AIM OF THE EXERCISE >> The records below should be printed once more, exactly as they appear.

--

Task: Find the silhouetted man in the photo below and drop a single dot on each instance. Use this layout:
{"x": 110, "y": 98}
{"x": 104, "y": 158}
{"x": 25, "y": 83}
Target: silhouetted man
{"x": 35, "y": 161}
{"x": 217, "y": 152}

--

RESPONSE TO THE TASK >>
Task: Find the silhouetted man in the photo below and drop a single dot on each instance. Use this layout:
{"x": 110, "y": 98}
{"x": 104, "y": 158}
{"x": 25, "y": 83}
Target: silhouetted man
{"x": 35, "y": 161}
{"x": 217, "y": 152}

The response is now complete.